WORK ORDER A:
Using the essay on innovation, decide whether each statement agrees with it: (i) Larry Page and Sergey Brin were in the same graduate program at Stanford in 1995; (ii) Illumina brought the price of its technology down to $300,000 per genome; (iii) Daphne Koller and Andrew Ng launched Coursera in 2012. For each, give yes or no and quote the words from the essay that settle it.
WORK ORDER B:
Carry on the essay on innovation, starting right after its final sentence.

PAGE TEXT:
It is time to build a new innovation for the virtual era

Innovation is often the product of serendipity–a kind of magic that happens when the right people are working together in the right place, and suddenly the spark of an idea lights up the room.

Put Larry Page and Sergey Brin in the same graduate program at Stanford in 1995, for example, and they’ll cook up Google by 1996. Through creative conversations in the lab and at a nearby pub, two Cambridge scientists came up with a new approach to DNA sequencing. And it was through decades of serendipitous discussion and co-location that their company, Illumina, was able to bring the price of their technology down from $300,000 per genome to $1,000. An unexpected global learner response to a Stanford massive open online course experiment led Daphne Koller and Andrew Ng to launch Coursera, the company I now run, in 2012.

Throughout the Information Age, serendipity has been the driving force behind many innovations. After all, much of Silicon Valley exists in its current form because clustering people together makes breakthroughs more likely. It’s no surprise that a recent analysis by Boston Consulting Group found that social connectivity can more than double productivity.

So what happens when a global pandemic fundamentally changes the way we work with one another? What happens when our workforces are dispersed and distributed? Put another way, can CEOs drive breakthrough innovation without office space and the serendipitous interaction it encourages? I believe we can, and we must. And that work starts by recognizing that innovation–even breakthrough innovation–is often not the product of serendipity alone, but rather the combination of serendipity and process.

SUPPLIED ENTRIES:
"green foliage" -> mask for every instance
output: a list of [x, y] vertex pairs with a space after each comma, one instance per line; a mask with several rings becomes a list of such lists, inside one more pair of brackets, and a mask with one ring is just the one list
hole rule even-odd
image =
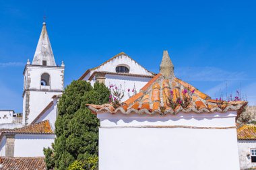
[[[80, 158], [81, 159], [81, 158]], [[70, 164], [67, 170], [98, 170], [98, 157], [90, 156], [83, 157], [83, 161], [76, 160]]]
[[44, 154], [45, 155], [45, 162], [46, 163], [47, 169], [51, 169], [55, 166], [55, 160], [53, 158], [53, 149], [50, 147], [44, 148]]
[[[98, 83], [92, 87], [86, 81], [73, 81], [66, 87], [58, 104], [55, 122], [57, 138], [52, 157], [55, 169], [65, 170], [72, 163], [79, 164], [74, 162], [78, 159], [86, 163], [88, 158], [98, 156], [99, 122], [86, 104], [108, 103], [109, 94], [108, 88]], [[49, 154], [44, 155], [46, 164], [51, 165], [52, 161], [52, 161]]]

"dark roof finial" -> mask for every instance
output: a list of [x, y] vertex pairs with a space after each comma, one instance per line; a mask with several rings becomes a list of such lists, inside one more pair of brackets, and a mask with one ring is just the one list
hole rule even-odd
[[173, 79], [174, 77], [174, 67], [170, 58], [167, 50], [164, 50], [162, 62], [160, 65], [160, 73], [166, 79]]

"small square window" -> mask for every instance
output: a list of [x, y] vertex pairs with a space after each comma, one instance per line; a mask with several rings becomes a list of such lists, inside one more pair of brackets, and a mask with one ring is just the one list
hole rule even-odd
[[252, 163], [256, 163], [256, 148], [251, 149], [251, 158]]

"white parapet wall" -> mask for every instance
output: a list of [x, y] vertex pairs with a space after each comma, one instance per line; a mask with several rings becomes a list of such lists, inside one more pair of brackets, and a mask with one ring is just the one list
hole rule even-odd
[[98, 114], [100, 170], [238, 170], [235, 112]]
[[256, 149], [255, 140], [238, 140], [240, 168], [241, 170], [256, 167], [256, 163], [252, 163], [251, 149]]

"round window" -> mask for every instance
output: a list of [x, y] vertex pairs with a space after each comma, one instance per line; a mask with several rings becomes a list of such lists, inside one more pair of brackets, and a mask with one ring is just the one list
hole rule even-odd
[[116, 67], [117, 73], [129, 73], [129, 69], [125, 66], [118, 66]]

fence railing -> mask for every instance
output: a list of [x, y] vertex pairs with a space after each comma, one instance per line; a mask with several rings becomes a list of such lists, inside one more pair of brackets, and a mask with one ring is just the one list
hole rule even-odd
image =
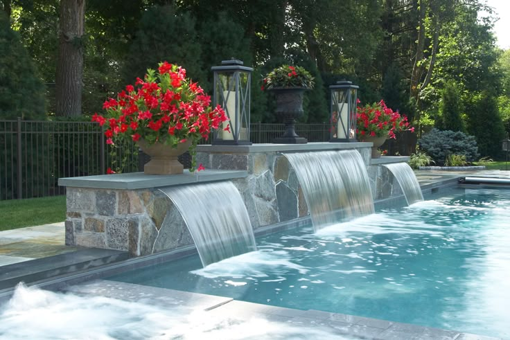
[[[256, 123], [250, 129], [253, 143], [271, 143], [283, 125]], [[328, 129], [296, 125], [310, 142], [328, 141]], [[63, 195], [60, 177], [101, 175], [107, 168], [139, 171], [138, 158], [134, 143], [107, 145], [96, 123], [0, 120], [0, 200]]]

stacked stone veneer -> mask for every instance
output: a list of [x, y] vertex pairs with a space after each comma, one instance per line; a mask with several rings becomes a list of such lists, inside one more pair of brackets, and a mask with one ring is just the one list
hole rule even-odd
[[157, 189], [67, 191], [66, 244], [140, 256], [193, 243], [179, 211]]
[[[231, 181], [240, 193], [256, 229], [308, 215], [296, 173], [281, 153], [295, 152], [294, 147], [294, 150], [281, 151], [264, 147], [258, 151], [256, 147], [247, 147], [236, 152], [199, 145], [197, 161], [206, 169], [247, 172], [247, 176]], [[311, 151], [309, 149], [310, 145], [303, 151]], [[394, 185], [393, 175], [386, 168], [370, 165], [370, 148], [356, 150], [367, 167], [374, 199], [401, 195], [400, 186]], [[141, 256], [193, 243], [177, 208], [157, 188], [125, 190], [68, 186], [67, 195], [67, 244], [125, 250]]]

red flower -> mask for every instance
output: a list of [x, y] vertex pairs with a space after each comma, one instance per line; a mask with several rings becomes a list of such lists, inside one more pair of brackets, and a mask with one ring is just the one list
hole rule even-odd
[[[195, 147], [199, 139], [207, 138], [228, 120], [221, 107], [210, 105], [211, 97], [186, 78], [184, 69], [164, 62], [105, 101], [106, 114], [94, 114], [91, 120], [106, 126], [109, 144], [116, 139], [136, 142], [143, 138], [173, 147], [191, 140]], [[193, 167], [194, 161], [192, 159]]]

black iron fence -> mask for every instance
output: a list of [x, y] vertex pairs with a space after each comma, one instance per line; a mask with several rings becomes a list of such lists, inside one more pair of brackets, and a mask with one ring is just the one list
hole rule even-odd
[[[326, 123], [296, 125], [310, 142], [328, 141], [328, 129]], [[270, 143], [283, 132], [283, 124], [253, 123], [251, 140]], [[139, 171], [138, 147], [107, 145], [96, 123], [0, 120], [0, 200], [63, 195], [60, 177], [101, 175], [108, 168]]]

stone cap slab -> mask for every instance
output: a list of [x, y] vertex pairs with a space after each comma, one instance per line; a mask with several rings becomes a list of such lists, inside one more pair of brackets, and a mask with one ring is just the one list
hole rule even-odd
[[381, 156], [380, 158], [373, 158], [370, 161], [371, 165], [391, 164], [392, 163], [408, 162], [411, 157], [408, 156]]
[[146, 175], [143, 172], [98, 175], [81, 177], [58, 179], [58, 185], [73, 188], [96, 189], [134, 190], [161, 186], [178, 186], [192, 183], [225, 181], [247, 177], [245, 170], [209, 170], [190, 172], [185, 170], [180, 175]]
[[306, 144], [260, 143], [251, 145], [197, 145], [198, 152], [234, 152], [249, 154], [254, 152], [277, 152], [287, 151], [325, 151], [371, 147], [371, 143], [328, 143], [316, 142]]

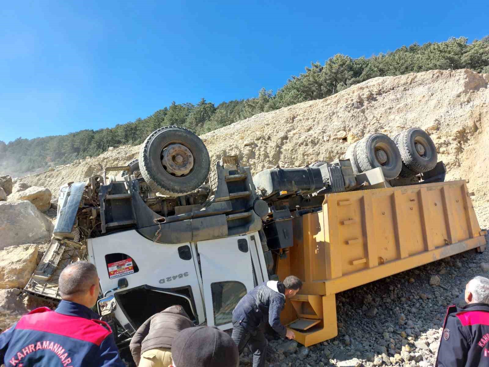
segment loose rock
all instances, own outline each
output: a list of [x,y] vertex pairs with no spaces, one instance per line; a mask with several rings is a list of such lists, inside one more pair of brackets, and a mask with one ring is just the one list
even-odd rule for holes
[[0,202],[0,250],[48,239],[53,227],[51,221],[28,201]]
[[6,195],[12,193],[12,177],[9,175],[0,176],[0,187],[3,189]]
[[33,186],[23,191],[9,196],[9,202],[27,200],[41,211],[46,211],[51,207],[51,191],[45,187]]
[[485,272],[486,273],[489,272],[489,262],[481,262],[480,266],[481,267],[481,270],[483,272]]
[[12,189],[12,193],[15,194],[17,192],[25,191],[30,186],[28,184],[25,182],[16,182]]
[[37,246],[21,245],[0,251],[0,288],[23,288],[36,269]]
[[437,286],[440,285],[440,277],[438,275],[432,275],[429,279],[429,285]]
[[414,345],[417,348],[420,349],[422,349],[423,350],[426,350],[428,348],[428,345],[424,342],[422,342],[421,341],[418,341],[417,342],[414,342]]

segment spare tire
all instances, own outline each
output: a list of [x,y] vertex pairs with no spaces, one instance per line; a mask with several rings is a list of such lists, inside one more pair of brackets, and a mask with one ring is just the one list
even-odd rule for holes
[[[121,174],[121,176],[124,177],[126,175],[129,175],[131,176],[131,175],[134,174],[134,172],[136,172],[136,178],[141,177],[141,172],[139,171],[139,160],[133,160],[131,161],[129,163],[127,163],[126,165],[129,166],[129,172],[128,172],[127,171],[123,171],[122,173]],[[136,171],[137,171],[137,172]]]
[[[353,156],[356,164],[354,171],[364,172],[380,167],[386,180],[398,176],[402,167],[400,154],[396,143],[384,134],[376,133],[357,141],[348,153]],[[357,172],[356,172],[356,173]]]
[[353,169],[353,173],[356,175],[361,173],[361,171],[358,167],[356,159],[355,158],[355,146],[356,145],[356,143],[357,142],[357,141],[350,144],[350,146],[346,150],[346,153],[345,153],[344,157],[345,159],[350,160],[350,162],[352,163],[352,168]]
[[155,191],[181,196],[201,185],[209,174],[209,153],[200,138],[185,128],[165,126],[153,132],[139,151],[139,169]]
[[401,176],[409,177],[433,169],[438,160],[431,138],[418,127],[404,130],[394,138],[402,160]]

WRITTEN REPLY A:
(i) Yes: "Put Larry Page and Sergey Brin in the same graduate program at Stanford in 1995"
(ii) No: "bring the price of their technology down from $300,000 per genome to $1,000"
(iii) Yes: "led Daphne Koller and Andrew Ng to launch Coursera, the company I now run, in 2012"

WRITTEN REPLY B:
With remote work, CEOs need to build a process of intentional, purposeful innovation. As championed in design thinking, we need to treat innovation as a discipline rather than alchemy. And we need to do it, I believe, with a two-track approach: one for seeking 10% innovations, the other for seeking 10x breakthroughs. Both are essential to any company’s long-term growth, but in my experience, they don’t often arise out of the same strategic process.

We must invent and adopt new tools and methods–for generative brainstorming, evaluation and decision-making, visual thinking and exploration, flowcharting, and systems diagramming–that distributed teams can use that don’t merely mimic the effect of teams working together more casually in an office but that are perhaps even more effective at eliciting brilliance and “aha” moments. We haven’t figured it all out yet, but there are indications that even revolutionary innovation might be achievable by distributed teams if they use effective tools and intentional processes.

In the day and age of rapid iteration and fail fast, we need to embrace the practice of innovating with customers. Companies need a carefully designed process for developing customer insights that is based on a system of observation and user empathy. But to do this successfully, you need a deep connection with your customers or partners, one that integrates their problems and challenges into your design thinking. This is especially important with distributed teams, where the natural observation that might occur in a normal work environment is gone.

Let me give you an example from our own experience at Coursera. Once the pandemic disrupted on-campus learning earlier this year, instructors worldwide were forced to teach online. However, many universities globally lack an online catalog that can serve their students’ needs across disciplines. In fact, fewer than 50 percent of the faculty members in the United States have taught an online course.

Coming up with a solution required a disciplined process, rooted in careful observation of how an instructor’s life has changed post-COVID, wherein they are jumping from one Zoom session to another, giving live lectures because they don’t have a video library of content. Much of Coursera’s observation work, including interviews with instructors, was done remotely by different teams.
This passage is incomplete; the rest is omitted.